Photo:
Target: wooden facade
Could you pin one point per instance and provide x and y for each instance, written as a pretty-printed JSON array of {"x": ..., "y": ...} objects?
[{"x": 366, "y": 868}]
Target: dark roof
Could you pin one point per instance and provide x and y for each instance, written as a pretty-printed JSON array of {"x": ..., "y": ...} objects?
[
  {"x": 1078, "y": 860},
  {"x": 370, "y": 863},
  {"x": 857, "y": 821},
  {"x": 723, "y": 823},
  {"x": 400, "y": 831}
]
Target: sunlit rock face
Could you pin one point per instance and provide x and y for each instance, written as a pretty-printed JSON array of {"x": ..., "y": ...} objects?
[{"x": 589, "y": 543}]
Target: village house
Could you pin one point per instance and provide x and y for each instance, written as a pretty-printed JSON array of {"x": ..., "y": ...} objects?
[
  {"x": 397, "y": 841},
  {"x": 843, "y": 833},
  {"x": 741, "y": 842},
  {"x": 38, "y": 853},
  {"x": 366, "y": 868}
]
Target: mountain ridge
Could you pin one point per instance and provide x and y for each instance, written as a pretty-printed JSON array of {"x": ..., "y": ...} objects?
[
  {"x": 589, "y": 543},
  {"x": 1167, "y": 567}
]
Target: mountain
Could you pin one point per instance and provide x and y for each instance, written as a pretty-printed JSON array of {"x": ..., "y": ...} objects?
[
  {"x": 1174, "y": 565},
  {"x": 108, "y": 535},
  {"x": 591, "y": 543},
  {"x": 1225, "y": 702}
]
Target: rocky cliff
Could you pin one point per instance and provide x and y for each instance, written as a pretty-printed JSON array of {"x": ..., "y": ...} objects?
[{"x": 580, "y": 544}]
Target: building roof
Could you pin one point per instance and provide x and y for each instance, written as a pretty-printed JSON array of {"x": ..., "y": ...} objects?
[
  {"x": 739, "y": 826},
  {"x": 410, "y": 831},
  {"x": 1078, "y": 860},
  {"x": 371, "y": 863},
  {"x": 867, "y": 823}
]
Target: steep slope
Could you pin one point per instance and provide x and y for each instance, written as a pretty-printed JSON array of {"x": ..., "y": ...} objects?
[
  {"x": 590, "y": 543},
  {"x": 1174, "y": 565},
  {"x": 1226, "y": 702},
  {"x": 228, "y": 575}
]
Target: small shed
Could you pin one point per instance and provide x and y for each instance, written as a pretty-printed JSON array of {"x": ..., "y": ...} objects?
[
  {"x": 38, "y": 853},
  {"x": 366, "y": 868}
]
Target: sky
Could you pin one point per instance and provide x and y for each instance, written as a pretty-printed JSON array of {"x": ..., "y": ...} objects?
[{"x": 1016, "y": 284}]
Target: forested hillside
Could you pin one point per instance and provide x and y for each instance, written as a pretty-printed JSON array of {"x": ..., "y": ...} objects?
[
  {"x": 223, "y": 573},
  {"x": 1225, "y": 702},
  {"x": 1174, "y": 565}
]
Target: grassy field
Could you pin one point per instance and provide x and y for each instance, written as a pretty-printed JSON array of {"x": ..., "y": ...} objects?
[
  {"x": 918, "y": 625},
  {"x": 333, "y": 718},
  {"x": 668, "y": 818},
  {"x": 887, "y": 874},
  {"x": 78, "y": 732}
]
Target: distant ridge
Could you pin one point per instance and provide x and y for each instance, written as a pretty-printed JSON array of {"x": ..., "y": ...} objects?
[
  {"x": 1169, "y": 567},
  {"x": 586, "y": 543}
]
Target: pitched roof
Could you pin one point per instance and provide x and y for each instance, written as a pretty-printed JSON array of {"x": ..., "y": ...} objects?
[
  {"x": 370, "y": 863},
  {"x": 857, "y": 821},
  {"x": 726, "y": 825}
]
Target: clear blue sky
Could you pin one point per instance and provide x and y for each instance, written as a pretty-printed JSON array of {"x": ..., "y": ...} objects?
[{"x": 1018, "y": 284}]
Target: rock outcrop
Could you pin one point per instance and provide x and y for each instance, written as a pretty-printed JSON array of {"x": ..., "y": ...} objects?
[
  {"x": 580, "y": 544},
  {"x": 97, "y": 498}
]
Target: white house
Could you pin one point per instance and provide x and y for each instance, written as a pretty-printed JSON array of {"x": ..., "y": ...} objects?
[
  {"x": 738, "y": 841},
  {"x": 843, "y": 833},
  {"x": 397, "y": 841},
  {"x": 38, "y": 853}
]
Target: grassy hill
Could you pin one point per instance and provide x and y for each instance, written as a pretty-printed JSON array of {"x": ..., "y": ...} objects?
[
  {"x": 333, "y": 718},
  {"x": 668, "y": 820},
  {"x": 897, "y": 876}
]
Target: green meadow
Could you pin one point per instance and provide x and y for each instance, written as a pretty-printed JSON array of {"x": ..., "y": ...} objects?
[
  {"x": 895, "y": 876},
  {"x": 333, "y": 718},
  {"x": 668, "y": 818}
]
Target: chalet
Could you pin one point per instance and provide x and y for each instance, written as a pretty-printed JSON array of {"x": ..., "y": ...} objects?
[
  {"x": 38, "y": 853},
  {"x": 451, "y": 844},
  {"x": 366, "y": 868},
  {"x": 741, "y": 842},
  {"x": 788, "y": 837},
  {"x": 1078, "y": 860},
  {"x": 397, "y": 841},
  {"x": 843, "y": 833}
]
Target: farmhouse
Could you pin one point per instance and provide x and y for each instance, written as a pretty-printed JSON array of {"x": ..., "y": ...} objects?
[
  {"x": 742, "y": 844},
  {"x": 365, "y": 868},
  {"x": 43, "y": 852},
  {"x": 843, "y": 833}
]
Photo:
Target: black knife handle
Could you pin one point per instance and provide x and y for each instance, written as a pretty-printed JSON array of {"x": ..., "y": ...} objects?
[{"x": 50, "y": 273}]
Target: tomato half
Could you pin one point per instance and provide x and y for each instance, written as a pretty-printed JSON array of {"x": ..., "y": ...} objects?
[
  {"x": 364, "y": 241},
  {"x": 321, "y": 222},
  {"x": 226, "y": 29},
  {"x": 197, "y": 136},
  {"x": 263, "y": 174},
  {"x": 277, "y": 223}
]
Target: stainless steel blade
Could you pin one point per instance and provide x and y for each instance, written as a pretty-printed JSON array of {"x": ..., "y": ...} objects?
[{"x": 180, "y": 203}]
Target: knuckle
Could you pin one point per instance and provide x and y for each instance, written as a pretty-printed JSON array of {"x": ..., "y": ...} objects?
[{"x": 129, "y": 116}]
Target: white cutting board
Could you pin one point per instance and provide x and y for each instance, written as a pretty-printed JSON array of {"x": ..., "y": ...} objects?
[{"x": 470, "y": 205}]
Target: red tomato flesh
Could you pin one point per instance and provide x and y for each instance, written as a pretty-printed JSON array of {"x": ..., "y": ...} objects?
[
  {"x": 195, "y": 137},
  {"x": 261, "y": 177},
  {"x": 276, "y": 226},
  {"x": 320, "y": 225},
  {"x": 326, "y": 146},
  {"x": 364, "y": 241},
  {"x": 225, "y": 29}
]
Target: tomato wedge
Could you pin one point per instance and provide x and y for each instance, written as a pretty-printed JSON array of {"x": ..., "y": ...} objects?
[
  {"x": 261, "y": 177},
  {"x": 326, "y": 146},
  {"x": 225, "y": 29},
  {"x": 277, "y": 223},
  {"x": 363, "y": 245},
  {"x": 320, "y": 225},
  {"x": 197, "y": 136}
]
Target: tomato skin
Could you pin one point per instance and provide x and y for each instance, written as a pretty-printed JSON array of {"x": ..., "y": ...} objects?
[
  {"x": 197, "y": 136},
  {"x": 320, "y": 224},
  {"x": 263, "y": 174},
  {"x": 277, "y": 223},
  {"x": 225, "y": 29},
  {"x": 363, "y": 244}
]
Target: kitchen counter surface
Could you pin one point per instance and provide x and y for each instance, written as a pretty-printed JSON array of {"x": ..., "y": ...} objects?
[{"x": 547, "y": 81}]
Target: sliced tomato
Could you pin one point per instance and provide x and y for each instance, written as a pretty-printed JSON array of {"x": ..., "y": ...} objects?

◆ ◆ ◆ ◆

# [GOAL]
Write out again, exactly, the lines from the one holding "Target: tomato skin" through the end of the listing, with both ends included.

# [RESPONSE TO THIS EXERCISE]
Target: tomato skin
Could you pin one point per instance and provide x and y for each instance, written as a pretty-printed JSON array of {"x": ..., "y": ...} objects?
[
  {"x": 197, "y": 136},
  {"x": 320, "y": 224},
  {"x": 263, "y": 174},
  {"x": 277, "y": 223},
  {"x": 225, "y": 29},
  {"x": 363, "y": 244}
]
Target: kitchen counter surface
Could you pin one point per instance and provide x and y for each instance, written as a pretty-printed JSON array of {"x": ..., "y": ...} objects?
[{"x": 547, "y": 81}]
Target: sliced tomato
Could you pin one point per instance and provide x and y for each instance, written as a pretty-printed JSON array of {"x": ..., "y": ...} objects?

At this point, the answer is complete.